**** Records shown

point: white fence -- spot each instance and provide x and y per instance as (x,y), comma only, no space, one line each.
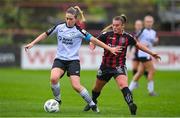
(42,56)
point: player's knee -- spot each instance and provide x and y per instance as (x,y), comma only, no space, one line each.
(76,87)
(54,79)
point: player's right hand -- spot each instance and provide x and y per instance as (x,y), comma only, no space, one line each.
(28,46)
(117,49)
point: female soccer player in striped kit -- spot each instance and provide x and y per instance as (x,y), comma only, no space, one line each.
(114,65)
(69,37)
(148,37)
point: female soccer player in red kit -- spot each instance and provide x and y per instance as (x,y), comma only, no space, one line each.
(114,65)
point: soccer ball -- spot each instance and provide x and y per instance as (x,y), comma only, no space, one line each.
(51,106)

********
**** Records shown

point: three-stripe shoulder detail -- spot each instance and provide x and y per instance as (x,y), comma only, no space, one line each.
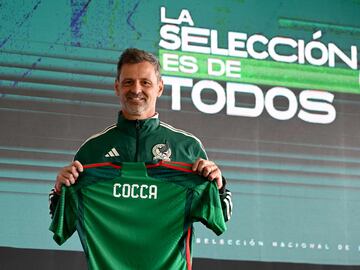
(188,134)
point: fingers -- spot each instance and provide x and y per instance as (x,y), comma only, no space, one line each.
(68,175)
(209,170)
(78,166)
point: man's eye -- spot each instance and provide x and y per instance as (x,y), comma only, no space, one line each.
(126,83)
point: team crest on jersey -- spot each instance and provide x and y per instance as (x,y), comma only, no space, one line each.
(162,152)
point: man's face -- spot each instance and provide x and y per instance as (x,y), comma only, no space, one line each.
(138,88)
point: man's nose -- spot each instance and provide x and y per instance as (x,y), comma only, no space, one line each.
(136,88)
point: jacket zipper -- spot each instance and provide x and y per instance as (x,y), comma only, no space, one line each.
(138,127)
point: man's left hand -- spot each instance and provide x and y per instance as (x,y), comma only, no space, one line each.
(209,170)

********

◆ Aim of the task: Locate every line of the data above that contains the word "female" and copy each such line in full. Matching is case-sensitive.

◆ Correct response:
point: female soccer player in striped kit -- spot each instance and provide x and y per instance as (x,y), comma only, no space, one line each.
point: female soccer player in red kit -- spot each instance and provide x and y per instance as (x,y), comma only, no space, one line each.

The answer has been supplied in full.